> Задание 1
Соберите все строки ниже, в которых встречается слово «trunk».
> Задание 2
Продолжите текст о де Местре и Карамзине, начав сразу после его последней фразы.

> Текст
----------------------------------------

По его прогнозам, реформа образования в сочетании с отменой крепостного права
немедленно подарила бы России «университетского Пугачева» и целое
поколение «полузнаек» и «отрицателей», охочих до
поверхностного знания и равнодушных к обычаям своей родины.
Проблема образования в России заставляет де Местра
обратиться к излюбленной идее о «национальном предназначении». России
еще только предстоит угадать свою «партию национальной карьеры», но
пока ее миссия — оказать сопротивление Революции, а значит, Александру нужны
только две категории людей: «люди смелые и благородные». Уступая
вкусу читателя, де Местр смягчил свой слог, подчеркивая, что речь идет о
современном положении дел: «к науке ползут; к ней не летят»;
«наука явится сама, когда наступит время, с помощью средств совсем
непредвиденных». Так, избавляя царя от уколов совести в связи со
свертыванием реформ, Местр и здесь не задел идеалов «просвещенного
монарха».
Близость позиций де Местра и Карамзина прослеживается
в их отношении к последним политическим преобразованиям либерального окружения
Александра. Де Местр еще в «Эссе о политических конституциях» писал о
«машинальном отвращении всех здравых умов к инновациям», обращаясь к
авторитету векового опыта, «оправдывающего инстинкт такого рода». Ему
вторил Карамзин: «Советники Александра захотели новостей в главных способах
Монаршего действия, оставив без внимания правило мудрых, что всякая новость в
государственном порядке есть зло, к коему надо прибегать только в
необходимости: ибо одно время дает надлежащую твердость уставам» [4, с.

----------------------------------------

> Входные данные
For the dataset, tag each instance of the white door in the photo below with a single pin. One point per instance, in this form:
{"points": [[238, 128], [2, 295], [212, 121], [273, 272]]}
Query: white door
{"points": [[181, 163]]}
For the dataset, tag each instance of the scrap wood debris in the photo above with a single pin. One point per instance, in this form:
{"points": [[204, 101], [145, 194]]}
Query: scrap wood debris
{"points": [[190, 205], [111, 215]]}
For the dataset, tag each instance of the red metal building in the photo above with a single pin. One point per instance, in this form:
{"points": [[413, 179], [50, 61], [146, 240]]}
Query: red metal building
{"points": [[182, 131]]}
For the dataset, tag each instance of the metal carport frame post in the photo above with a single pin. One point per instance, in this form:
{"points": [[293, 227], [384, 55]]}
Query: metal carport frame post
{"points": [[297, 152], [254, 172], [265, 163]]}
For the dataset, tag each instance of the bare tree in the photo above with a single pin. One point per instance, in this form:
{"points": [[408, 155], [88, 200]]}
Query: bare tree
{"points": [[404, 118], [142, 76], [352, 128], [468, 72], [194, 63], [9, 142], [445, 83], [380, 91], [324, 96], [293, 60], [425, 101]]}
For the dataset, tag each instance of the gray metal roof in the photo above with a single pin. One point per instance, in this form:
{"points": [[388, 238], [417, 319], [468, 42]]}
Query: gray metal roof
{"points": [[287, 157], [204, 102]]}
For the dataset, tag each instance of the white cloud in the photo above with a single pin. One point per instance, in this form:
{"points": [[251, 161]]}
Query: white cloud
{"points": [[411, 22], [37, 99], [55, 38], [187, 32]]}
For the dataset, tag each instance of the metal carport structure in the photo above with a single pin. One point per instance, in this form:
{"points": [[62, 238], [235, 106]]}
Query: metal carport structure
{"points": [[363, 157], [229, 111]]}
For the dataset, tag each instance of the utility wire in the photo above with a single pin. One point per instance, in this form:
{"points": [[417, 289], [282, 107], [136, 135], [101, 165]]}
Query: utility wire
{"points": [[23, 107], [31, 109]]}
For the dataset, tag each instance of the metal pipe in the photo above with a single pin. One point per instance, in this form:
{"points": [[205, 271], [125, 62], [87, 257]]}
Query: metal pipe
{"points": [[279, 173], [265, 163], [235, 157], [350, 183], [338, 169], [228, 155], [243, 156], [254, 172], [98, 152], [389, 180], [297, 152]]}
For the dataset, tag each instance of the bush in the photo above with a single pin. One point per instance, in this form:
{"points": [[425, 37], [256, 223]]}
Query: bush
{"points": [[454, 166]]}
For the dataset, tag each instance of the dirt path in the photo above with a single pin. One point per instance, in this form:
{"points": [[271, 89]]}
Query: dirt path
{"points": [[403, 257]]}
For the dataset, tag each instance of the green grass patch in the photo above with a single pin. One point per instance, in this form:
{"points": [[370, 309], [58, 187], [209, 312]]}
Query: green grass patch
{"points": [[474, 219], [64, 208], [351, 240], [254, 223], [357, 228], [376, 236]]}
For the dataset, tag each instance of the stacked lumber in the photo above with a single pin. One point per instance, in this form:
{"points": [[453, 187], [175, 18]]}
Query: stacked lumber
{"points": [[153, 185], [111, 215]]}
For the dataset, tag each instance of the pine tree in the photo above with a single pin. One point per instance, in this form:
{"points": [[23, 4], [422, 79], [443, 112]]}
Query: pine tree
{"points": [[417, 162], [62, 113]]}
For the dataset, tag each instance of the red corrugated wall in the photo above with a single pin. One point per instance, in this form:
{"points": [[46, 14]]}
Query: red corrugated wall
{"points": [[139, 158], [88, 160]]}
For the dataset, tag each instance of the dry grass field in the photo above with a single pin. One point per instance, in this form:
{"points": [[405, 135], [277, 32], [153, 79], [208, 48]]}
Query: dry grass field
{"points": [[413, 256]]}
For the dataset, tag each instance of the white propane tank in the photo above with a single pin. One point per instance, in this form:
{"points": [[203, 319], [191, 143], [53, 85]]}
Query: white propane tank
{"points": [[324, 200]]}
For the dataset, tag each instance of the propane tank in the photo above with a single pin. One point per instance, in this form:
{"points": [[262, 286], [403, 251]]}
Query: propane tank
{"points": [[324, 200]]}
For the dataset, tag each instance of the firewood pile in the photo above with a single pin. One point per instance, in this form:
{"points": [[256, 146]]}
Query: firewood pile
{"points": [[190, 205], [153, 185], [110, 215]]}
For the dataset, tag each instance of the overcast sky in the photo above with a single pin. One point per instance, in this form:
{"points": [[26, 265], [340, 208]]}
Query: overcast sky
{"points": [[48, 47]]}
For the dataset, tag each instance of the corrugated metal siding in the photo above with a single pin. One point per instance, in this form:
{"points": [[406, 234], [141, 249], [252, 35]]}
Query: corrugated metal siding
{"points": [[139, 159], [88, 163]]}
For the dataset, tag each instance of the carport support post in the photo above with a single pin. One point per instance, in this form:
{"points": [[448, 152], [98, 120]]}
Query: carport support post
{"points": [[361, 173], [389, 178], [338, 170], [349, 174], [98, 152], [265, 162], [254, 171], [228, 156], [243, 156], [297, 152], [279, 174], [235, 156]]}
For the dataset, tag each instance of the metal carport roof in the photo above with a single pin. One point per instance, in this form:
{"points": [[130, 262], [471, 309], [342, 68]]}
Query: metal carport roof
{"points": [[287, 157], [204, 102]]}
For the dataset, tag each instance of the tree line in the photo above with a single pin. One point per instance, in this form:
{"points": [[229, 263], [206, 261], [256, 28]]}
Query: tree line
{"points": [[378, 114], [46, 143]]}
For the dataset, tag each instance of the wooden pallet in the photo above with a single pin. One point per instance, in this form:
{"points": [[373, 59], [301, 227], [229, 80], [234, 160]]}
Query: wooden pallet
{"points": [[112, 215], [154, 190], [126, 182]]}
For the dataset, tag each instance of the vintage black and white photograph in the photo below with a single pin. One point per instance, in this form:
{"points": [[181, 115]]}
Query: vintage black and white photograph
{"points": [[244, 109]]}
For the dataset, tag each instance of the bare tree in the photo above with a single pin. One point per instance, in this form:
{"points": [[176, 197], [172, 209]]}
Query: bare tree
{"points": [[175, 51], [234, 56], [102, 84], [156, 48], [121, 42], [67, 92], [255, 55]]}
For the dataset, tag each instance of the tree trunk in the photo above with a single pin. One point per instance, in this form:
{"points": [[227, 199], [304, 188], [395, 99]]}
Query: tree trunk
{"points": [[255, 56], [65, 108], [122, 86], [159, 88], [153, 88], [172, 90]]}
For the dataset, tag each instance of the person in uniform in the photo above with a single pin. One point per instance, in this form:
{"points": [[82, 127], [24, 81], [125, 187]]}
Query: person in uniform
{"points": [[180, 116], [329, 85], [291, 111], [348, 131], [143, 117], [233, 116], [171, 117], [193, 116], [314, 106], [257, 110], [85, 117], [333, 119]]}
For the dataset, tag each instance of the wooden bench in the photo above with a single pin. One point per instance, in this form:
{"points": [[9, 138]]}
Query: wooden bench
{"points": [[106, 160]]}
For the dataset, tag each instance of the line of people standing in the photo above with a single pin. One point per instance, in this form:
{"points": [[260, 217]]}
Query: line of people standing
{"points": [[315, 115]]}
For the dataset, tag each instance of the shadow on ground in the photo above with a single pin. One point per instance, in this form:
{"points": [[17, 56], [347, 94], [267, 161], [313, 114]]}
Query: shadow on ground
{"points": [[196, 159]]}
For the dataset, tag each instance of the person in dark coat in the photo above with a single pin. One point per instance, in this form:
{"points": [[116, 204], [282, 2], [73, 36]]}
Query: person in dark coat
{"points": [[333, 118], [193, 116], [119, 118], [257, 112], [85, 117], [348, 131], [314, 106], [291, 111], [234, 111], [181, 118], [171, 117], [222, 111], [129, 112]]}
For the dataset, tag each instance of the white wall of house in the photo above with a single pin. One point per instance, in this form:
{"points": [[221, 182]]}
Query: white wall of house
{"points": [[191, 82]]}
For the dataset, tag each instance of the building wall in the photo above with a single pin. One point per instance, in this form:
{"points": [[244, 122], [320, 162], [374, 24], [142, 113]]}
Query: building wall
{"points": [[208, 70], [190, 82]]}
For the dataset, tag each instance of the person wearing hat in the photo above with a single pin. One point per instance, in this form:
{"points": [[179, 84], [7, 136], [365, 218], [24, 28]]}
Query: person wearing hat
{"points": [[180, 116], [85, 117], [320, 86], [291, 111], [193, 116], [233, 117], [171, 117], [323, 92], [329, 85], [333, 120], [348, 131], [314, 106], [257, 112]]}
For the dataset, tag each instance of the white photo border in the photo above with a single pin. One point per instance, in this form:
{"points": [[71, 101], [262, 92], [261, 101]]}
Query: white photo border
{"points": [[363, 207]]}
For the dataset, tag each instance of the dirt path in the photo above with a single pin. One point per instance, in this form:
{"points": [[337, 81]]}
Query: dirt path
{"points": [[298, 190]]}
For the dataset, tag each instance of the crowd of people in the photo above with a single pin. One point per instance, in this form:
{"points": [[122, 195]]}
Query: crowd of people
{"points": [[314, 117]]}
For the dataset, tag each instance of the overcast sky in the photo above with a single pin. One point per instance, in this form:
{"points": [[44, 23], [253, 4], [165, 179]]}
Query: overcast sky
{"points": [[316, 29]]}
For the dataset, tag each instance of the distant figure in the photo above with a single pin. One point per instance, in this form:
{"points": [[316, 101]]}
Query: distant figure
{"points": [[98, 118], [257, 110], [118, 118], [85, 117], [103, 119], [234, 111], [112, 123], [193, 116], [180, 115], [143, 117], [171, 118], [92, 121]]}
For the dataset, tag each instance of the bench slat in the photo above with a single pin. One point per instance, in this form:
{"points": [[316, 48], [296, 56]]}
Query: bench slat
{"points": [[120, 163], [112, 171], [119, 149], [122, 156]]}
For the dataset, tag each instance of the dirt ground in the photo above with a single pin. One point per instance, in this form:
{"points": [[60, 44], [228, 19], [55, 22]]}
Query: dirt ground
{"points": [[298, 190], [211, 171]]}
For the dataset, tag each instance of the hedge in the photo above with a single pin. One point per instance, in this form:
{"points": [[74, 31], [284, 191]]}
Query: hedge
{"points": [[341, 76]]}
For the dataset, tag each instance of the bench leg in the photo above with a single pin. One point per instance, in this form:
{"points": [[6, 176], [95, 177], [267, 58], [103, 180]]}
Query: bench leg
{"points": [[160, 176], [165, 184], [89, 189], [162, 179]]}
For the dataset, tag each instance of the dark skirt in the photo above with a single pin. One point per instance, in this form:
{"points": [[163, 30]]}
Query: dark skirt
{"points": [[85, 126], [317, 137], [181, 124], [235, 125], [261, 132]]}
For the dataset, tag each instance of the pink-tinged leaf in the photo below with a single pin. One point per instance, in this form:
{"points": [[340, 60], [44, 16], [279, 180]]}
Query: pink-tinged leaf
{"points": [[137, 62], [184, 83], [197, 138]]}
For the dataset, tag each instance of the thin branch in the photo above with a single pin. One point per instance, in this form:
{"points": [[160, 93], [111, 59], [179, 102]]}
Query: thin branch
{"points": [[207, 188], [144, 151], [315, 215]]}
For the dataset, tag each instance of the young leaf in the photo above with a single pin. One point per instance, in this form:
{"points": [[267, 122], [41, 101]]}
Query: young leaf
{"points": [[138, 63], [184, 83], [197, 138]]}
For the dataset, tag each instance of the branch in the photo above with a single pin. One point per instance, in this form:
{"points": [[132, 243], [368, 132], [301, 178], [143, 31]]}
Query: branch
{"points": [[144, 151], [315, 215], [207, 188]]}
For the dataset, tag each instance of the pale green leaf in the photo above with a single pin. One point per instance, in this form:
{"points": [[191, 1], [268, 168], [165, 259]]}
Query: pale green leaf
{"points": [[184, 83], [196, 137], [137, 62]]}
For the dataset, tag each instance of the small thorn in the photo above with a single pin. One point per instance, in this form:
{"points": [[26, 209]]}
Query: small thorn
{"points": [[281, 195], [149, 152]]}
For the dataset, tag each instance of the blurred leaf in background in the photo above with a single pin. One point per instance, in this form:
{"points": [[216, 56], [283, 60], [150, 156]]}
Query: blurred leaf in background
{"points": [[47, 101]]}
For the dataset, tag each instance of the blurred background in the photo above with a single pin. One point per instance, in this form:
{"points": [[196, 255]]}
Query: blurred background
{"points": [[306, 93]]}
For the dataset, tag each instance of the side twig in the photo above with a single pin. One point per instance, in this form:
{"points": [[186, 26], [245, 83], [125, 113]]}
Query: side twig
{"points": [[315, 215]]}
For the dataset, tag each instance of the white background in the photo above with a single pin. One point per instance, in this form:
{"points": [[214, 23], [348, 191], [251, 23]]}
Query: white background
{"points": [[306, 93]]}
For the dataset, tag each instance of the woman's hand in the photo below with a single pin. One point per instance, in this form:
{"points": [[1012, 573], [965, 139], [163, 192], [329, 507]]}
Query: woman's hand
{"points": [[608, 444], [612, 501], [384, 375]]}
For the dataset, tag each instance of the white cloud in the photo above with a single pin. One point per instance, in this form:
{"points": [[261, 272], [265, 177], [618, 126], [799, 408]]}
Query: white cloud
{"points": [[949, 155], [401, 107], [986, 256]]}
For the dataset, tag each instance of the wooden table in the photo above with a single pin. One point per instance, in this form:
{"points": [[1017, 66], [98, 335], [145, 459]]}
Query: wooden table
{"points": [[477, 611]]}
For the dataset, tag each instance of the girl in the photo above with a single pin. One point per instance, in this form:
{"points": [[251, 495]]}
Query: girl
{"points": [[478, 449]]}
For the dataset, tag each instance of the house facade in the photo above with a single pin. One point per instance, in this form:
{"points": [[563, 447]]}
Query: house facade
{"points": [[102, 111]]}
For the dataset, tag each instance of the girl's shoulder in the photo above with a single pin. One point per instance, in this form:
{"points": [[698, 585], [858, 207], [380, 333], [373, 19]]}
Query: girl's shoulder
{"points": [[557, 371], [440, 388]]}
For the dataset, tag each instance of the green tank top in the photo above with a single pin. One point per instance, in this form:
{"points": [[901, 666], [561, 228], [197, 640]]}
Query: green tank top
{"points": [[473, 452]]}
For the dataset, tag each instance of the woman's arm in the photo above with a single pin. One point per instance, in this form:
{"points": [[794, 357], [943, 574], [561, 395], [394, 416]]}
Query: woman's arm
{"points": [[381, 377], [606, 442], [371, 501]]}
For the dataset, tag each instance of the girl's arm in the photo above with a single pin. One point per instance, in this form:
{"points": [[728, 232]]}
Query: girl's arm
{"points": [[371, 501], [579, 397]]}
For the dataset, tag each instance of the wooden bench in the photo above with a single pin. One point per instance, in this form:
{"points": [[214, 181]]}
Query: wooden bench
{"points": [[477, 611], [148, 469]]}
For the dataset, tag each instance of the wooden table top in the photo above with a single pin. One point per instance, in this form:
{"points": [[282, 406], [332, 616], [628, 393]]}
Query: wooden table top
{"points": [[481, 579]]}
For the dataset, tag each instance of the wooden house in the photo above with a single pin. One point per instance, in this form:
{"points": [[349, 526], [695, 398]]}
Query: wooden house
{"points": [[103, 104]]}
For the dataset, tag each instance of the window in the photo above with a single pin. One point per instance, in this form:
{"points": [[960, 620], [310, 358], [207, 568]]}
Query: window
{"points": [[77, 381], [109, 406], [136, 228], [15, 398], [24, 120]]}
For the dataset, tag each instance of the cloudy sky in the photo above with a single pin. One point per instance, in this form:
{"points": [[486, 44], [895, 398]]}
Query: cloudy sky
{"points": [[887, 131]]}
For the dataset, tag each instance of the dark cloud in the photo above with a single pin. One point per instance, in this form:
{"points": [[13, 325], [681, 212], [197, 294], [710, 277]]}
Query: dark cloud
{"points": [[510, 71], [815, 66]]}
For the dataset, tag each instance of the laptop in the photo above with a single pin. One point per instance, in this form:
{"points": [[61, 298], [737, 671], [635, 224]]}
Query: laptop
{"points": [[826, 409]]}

----------------------------------------

> Итоговый результат 1
For the dataset, tag each instance of the tree trunk in the photo above with a single pin. One point per instance, in this form:
Query: tree trunk

> Итоговый результат 2
58].
В качестве альтернатив Реформе оба эксперта предлагали
«опыт», «обычай», «здравый смысл». «Для
старого народа не надобно новых Законов», — декларировал Карамзин, а де
Местр любил повторять, что «прежде чем создать законы для народа, надо
создать народ для законов». Оба считали, что законодательство должно
кодифицировать укоренившиеся правила.
Анализ политического состояния России привел де Местра
к необходимости ее внешнеполитической изоляции во избежание распространения
европейской революционной волны. Карамзин только один раз упомянул о том, что
«мудрость Государей московских» состояла в уклонении «от всякого
участия в делах Европы, более приятного для суетных Монархов, нежели полезного
для Государства».
Меньшая настойчивость Карамзина в продвижении политики
изоляции отражает космополитический характер дворянского консерватизма в
России. Национализм в идеологии «правых» приобретет значение одного
из ведущих принципов уже во второй половине века. Российский
«торизм», представителем которого был Карамзин, только пытался
примирить заимствованные новшества со стариной (отсюда, кстати, и название
записки). Некоторым суждениям де Местра из «Четырех глав», а особенно
из «Санкт-петербургских вечеров», где он призывал россиян вернуться к
бытовой старине, напротив, легко можно было бы приписать славянофильское
происхождение. Как ни странно, савоец одним из первых в России предложил не
только бытовой консерватизм, но и внешнюю изоляцию в качестве норм поведения и
политической стратегии.
В понимании характера монархической власти и ее
социальной опоры российский историк и французский консерватор расходятся. Оба
чувствовали, что основным в решении проблемы сохранения политического
преимущества дворян в российских условиях является вопрос о комплектовании
государственного штата — настолько явным было нарушение в этой сфере принципа
сословности. Поскольку при Петре I меритократия стала основным принципом
кадровой политики, можно было ожидать, что консервативная позиция выразится в
обосновании исключительного права дворян на участие в управлении безотносительно
к их личным качествам. Но вот парадокс: именно меритократию Петра Карамзин
считает едва ли не главной заслугой царя-реформатора. В «Записке»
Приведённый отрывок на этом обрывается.